## WORK TO BE COMPLETED
Beginning with the first line of the entries below, quote each line until you reach and include the line with "positive clicks: (627, 479)".
────────────────────────────────────────
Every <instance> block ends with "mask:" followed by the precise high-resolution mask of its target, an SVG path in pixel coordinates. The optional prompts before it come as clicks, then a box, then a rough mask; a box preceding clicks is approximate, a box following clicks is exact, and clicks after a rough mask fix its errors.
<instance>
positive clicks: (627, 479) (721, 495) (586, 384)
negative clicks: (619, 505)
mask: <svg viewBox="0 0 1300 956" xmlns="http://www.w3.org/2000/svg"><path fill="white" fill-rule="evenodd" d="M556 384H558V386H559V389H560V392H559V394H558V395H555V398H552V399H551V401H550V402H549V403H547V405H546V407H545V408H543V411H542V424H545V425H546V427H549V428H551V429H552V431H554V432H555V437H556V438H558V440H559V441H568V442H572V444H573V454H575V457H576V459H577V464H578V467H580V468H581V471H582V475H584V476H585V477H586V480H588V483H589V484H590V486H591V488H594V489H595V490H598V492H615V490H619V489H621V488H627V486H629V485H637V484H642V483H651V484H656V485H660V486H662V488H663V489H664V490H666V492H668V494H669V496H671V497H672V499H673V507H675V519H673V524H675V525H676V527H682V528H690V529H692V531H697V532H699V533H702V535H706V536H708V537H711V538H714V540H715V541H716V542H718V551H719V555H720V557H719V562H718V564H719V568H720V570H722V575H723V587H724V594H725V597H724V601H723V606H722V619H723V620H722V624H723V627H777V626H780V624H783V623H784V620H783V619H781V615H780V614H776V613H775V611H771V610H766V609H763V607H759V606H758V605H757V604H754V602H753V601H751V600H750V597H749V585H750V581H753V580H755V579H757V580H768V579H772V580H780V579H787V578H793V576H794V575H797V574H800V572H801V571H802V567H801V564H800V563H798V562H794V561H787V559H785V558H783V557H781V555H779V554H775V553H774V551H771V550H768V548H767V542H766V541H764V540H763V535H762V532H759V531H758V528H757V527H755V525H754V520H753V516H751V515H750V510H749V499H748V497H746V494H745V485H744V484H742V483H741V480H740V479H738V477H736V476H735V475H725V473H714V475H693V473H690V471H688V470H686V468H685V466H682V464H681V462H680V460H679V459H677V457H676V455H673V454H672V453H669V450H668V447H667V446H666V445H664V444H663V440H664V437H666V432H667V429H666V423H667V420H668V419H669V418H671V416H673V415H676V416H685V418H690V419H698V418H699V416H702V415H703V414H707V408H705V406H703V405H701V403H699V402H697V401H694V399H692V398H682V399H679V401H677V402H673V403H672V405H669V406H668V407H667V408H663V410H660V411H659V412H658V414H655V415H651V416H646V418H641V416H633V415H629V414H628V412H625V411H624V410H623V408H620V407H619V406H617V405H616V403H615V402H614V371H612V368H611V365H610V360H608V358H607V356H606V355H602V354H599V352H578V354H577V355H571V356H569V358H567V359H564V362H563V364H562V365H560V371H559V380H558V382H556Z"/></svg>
────────────────────────────────────────
## SOLUTION BELOW
Every <instance> block ends with "mask:" followed by the precise high-resolution mask of its target, an SVG path in pixel coordinates. The optional prompts before it come as clicks, then a box, then a rough mask; a box preceding clicks is approximate, a box following clicks is exact, and clicks after a rough mask fix its errors.
<instance>
positive clicks: (627, 479) (721, 495) (586, 384)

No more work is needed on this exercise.